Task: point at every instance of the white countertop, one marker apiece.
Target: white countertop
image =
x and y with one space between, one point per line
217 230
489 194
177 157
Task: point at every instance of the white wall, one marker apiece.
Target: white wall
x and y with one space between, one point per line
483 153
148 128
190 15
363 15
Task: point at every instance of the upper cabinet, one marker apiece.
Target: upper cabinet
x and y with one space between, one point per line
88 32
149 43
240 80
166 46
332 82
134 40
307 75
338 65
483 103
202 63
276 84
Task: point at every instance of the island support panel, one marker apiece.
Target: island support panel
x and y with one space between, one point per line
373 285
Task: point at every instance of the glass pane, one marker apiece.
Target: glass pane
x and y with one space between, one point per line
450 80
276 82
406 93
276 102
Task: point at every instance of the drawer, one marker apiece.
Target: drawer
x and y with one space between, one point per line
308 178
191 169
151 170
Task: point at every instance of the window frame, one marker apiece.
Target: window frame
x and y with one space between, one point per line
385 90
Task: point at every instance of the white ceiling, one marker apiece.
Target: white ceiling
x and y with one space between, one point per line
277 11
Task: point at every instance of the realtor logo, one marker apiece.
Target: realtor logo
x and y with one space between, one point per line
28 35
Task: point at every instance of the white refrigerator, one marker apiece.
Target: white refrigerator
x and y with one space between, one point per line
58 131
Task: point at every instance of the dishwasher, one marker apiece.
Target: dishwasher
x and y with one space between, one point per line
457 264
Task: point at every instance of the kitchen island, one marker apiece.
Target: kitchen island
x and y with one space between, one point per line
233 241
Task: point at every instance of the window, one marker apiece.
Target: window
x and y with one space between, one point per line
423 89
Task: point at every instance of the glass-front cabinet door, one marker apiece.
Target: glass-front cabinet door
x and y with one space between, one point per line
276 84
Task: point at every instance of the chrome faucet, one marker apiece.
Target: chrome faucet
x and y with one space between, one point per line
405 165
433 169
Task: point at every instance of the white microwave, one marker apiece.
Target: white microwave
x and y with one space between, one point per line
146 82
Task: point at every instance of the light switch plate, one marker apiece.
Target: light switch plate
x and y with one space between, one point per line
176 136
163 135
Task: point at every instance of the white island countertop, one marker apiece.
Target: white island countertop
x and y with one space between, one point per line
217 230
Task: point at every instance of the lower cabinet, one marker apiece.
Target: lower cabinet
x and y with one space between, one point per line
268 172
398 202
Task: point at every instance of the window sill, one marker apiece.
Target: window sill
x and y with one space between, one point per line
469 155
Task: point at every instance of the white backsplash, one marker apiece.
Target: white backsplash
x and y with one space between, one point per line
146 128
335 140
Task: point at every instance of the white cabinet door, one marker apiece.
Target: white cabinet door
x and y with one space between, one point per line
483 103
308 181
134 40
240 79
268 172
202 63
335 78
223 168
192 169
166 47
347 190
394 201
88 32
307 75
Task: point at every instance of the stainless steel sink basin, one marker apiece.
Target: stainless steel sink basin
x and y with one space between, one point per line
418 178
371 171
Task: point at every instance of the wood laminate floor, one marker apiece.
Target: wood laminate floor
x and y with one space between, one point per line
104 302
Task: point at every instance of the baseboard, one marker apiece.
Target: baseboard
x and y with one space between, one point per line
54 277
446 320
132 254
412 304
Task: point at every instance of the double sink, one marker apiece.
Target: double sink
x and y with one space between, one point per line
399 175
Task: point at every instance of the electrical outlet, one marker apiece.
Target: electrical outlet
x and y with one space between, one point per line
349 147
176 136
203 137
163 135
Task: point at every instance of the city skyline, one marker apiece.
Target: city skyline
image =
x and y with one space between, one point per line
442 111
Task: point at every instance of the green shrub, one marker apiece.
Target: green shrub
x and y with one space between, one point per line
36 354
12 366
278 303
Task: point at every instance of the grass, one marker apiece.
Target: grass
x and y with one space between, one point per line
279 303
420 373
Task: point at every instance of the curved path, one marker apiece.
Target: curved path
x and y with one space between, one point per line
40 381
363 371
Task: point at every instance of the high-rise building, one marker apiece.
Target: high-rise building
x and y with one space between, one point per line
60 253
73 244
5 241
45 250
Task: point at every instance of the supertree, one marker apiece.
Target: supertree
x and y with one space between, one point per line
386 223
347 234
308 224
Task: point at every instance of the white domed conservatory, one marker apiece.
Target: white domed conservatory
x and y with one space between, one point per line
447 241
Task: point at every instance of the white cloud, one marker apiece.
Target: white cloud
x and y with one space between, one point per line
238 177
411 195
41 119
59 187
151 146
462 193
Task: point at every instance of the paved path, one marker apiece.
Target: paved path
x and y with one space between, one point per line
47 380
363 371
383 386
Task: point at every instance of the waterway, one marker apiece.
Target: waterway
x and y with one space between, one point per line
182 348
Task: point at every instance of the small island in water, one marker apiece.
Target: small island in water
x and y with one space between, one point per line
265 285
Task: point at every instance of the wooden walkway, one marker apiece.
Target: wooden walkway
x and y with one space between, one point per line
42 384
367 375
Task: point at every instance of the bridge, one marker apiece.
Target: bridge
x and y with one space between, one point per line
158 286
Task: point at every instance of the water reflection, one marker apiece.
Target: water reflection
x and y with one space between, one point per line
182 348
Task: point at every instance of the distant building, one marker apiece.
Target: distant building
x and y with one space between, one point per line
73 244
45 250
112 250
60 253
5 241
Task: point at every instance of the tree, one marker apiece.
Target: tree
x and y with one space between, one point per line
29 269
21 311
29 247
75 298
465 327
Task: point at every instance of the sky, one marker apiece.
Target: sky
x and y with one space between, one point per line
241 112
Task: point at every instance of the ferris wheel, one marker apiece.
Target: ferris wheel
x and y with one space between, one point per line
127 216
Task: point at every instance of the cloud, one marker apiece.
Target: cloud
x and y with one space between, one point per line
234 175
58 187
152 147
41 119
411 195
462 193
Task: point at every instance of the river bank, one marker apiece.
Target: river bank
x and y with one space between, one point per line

■ What is needed
Return the material exactly as it stands.

■ Written answer
Task: point at every instance of the white countertop, one marker apiece.
Target: white countertop
image =
x and y with one space between, one point per line
217 230
489 194
177 157
Task: point at every instance of the white wall, one marker apiece.
Target: white wall
x and y with one space between, one point per line
483 153
148 128
190 15
363 15
Task: point at every instance of the upper cabinet, one marker apiece.
Target: upper cabinet
x and y with one space between, one point per line
88 32
149 43
240 80
166 46
332 82
134 40
307 75
338 65
483 103
202 63
276 84
Task: point at every instance of the island support panel, one marker apiece.
Target: island support panel
x and y with one space between, one point per line
373 285
Task: point at every instance of the glass pane, one marker apiece.
Target: glass pane
x and y with one space between, one point per line
450 80
276 82
406 93
276 102
Task: point at every instance of the drawer, one marker apiece.
Target: drawer
x and y with one space between, one point per line
308 178
191 169
151 170
Task: point at every instance of the window frame, one marker apiece.
Target: window frame
x and y with one space between, one point per line
385 90
Task: point at every instance of the white ceiling, one marker apiece.
Target: white ceiling
x and y with one space between, one point per line
277 11
Task: point at every instance of the realtor logo, one marker apiece.
Target: realtor logo
x and y with one space between, one point per line
28 35
Task: point at every instance of the white refrigerator, one marker apiece.
Target: white refrigerator
x and y with one space between, one point per line
58 131
Task: point at every instance of the dishwasher, one marker apiece.
Target: dishwasher
x and y with one space between, one point per line
457 264
Task: point at every instance of the kitchen island, one marker apiece.
Target: kitchen island
x and y with one space between, one point per line
233 241
Task: point at every instance of the window, one marker apiece.
Target: window
x and y with one space between, one point per line
423 89
Task: point at every instance of the glass-front cabinet door, one marker apiece.
Target: glass-front cabinet door
x and y with one space between, one point per line
276 84
Task: point at every instance of the chrome faucet, one marker apiece.
Target: chrome faucet
x and y with one space between, one point per line
405 165
433 169
Task: point at every instance of the white microwave, one marker apiece.
Target: white microwave
x and y with one space between, one point per line
146 82
Task: point at every instance of the light switch plate, one marker apiece.
Target: light switch plate
x and y with one space between, one point per line
176 136
163 135
Task: point at every instance of the white island countertop, one marker apiece.
Target: white island countertop
x and y with one space between, one point per line
217 230
Task: point at every instance of the lower cabinet, one marker apiece.
Target: lower cabinet
x and y with one space between, one point per line
268 172
398 202
Task: point at every instance of the window sill, one marker apiece.
Target: window sill
x and y with one space between, one point per line
469 155
Task: point at every instance of the white backsplash, one marker apiece.
Target: white backsplash
x and y with one space between, one point per line
146 128
335 140
Task: point at every instance of the white cabinet door, one marker apiece.
Target: white cabinet door
x and y with one space between, one point per line
483 103
308 181
134 40
240 79
268 172
202 63
335 78
223 168
192 169
166 47
347 190
394 201
88 32
307 75
Task: point at every instance of the stainless steel sink basin, one marker apiece.
Target: stainless steel sink basin
x and y with one space between, one point per line
418 178
371 171
Task: point at every instance of the wood laminate floor, one marker apiece.
Target: wood laminate floor
x and y with one space between, one point per line
104 302
Task: point at every instance of the baseboard, one marker apiece.
Target: baseboard
x and y with one space between, one point per line
54 277
446 320
132 254
412 304
Task: point at every instance of the double sink, one marker apiece.
Target: double sink
x and y with one space between, one point per line
399 175
Task: point at every instance of the electrical outlet, one marker apiece.
Target: electrical outlet
x and y with one space between, one point per line
349 147
176 136
203 137
163 135
Task: point at every instance of the city skyline, one marker apiece.
Target: city skyline
image =
x and y with one space between, one point per line
442 111
Task: point at every instance of the green shrub, one marker apiece.
Target: green shrub
x and y with one space between, one point per line
36 354
12 366
278 303
Task: point at every instance of the grass, one marker apiece.
Target: grass
x and y with one space between, one point per line
279 303
420 373
Task: point at every instance of the curved path, one marker apiece.
Target: curved path
x and y with one space between, one point per line
40 381
363 371
Task: point at every instance of the high-rise building, one marker apiece.
Target: high-rise building
x and y with one space between, one point per line
60 253
73 244
5 241
45 250
Task: point at every instance of the supertree, one marker apiece.
Target: supertree
x and y with one space between, one point per line
386 223
347 234
308 224
Task: point at every instance of the white domed conservatory, one marker apiece.
Target: white domed conservatory
x and y with one space between, one point per line
447 241
Task: point at every instance of the white cloud, one marker apiece.
Target: white cloud
x and y with one space between, one point per line
238 177
411 195
41 119
59 187
151 146
462 193
Task: point at every instance of the paved path, one marker apiece.
Target: paved path
x and y with one space between, one point per line
47 380
363 371
383 386
Task: point at every instance of the waterway, one marker apiece.
Target: waterway
x and y with one space between, one point per line
182 348
Task: point at every instance of the small island in water, one marker apiece.
Target: small island in water
x and y with one space between, one point per line
265 285
Task: point at every instance of the wooden walkway, one marker apiece.
Target: wooden walkway
x and y with one space between, one point per line
42 384
367 375
Task: point at every instance of the bridge, one marker apiece.
Target: bridge
x and y with one space between, one point per line
158 286
Task: point at every instance of the water reflection, one marker apiece.
Target: water reflection
x and y with one space between, one point per line
182 348
Task: point at every instance of the distant building, one marker apiece.
Target: distant building
x and y with one space between, one point per line
73 244
45 250
112 250
60 253
5 241
Task: point at every instance of the tree, one marker apiece.
Target: tree
x and y with one space between, one point per line
29 269
21 311
29 247
75 298
465 327
Task: point at every instance of the sky, one marker apiece.
Target: sky
x and y with one space between, one point per line
241 112
Task: point at every instance of the ferris wheel, one marker apiece.
Target: ferris wheel
x and y with one space between, one point per line
127 216
Task: point at every instance of the cloud, one marker apiece.
Target: cloud
x and y with one space between, one point per line
234 175
58 187
152 147
41 119
411 195
462 193
Task: point at every instance of the river bank, one marker apiece.
Target: river bank
x and y with one space between, one point per line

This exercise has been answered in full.